[Work task]: Report, in full, every line of the listing below that contains the word "each".

[Extracted entries]:
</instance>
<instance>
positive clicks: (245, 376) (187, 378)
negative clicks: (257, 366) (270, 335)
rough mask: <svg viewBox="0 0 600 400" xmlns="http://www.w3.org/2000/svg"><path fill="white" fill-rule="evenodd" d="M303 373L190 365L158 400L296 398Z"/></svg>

---

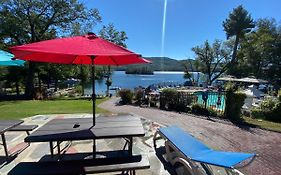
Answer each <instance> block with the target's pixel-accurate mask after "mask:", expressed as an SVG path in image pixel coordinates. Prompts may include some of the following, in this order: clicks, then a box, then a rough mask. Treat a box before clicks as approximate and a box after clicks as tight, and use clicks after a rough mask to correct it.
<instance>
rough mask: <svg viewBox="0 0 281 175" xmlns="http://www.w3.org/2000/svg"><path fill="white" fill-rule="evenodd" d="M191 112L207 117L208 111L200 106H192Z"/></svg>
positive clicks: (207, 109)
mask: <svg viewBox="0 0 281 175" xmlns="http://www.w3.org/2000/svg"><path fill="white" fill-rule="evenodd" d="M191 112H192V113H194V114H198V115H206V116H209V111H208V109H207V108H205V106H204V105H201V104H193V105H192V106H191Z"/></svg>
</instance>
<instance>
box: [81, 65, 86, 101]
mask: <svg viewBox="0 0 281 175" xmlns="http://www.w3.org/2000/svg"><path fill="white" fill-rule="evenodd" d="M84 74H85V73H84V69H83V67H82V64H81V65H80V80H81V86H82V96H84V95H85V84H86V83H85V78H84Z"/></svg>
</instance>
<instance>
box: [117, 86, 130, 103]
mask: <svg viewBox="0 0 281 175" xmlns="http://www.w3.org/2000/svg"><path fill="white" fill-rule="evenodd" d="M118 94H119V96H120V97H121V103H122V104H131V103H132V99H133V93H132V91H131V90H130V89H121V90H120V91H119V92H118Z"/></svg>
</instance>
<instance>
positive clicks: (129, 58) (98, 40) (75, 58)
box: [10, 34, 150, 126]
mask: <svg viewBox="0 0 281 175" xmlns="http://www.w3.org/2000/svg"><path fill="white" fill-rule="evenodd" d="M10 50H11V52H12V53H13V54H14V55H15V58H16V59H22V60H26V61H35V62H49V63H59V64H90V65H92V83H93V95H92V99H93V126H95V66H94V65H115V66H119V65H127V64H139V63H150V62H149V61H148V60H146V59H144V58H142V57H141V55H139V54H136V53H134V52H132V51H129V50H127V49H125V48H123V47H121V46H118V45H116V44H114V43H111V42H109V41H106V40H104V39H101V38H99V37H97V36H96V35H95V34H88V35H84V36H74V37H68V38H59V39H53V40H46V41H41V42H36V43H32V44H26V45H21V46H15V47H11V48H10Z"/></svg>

...

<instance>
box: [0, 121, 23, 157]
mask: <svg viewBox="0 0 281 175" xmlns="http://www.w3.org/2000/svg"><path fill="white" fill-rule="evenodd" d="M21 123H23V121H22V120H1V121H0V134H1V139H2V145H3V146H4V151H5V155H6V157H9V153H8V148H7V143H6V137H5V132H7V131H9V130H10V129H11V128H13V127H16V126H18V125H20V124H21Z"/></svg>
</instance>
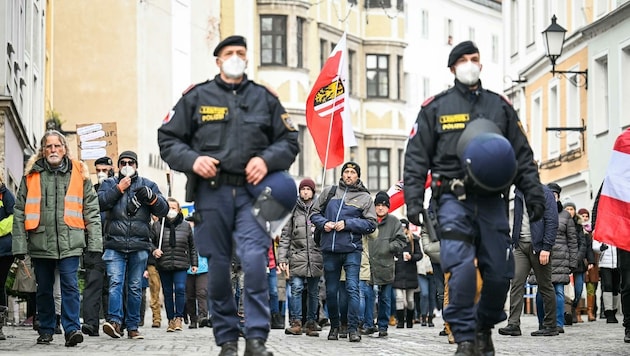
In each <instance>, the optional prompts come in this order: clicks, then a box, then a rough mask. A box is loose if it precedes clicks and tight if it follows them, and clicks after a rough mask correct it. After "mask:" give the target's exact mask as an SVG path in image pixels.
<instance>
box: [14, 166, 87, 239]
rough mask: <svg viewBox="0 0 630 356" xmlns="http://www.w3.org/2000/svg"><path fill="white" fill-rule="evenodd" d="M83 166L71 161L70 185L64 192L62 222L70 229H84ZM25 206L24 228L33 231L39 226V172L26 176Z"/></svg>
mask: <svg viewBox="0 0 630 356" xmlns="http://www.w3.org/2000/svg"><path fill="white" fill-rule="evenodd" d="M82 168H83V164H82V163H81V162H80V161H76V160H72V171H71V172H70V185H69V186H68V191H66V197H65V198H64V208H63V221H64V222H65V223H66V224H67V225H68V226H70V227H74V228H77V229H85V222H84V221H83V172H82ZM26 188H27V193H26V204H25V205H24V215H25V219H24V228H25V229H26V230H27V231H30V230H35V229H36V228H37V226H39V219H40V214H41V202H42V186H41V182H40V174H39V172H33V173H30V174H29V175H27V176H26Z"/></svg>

[Reply to the exercise]:
Answer each <instance> block with the target's pixel-accurate mask after "mask:", expressed as an SVG path in image pixel coordinates. Prompts may include some of the following, in this order: clicks, then a box, then a rough mask. Treat a box before clicks as approximate and a box after clicks as tight, and use clicks after a rough mask to correct it.
In each <instance>, the optional prompts come in this order: clicks, then a box, then a rough mask. A box is loose if it precedes clicks and tight if it follows them, and clicks after a rough mask correct it. After "mask:" give the target's exact mask as an SVG path in image pixels.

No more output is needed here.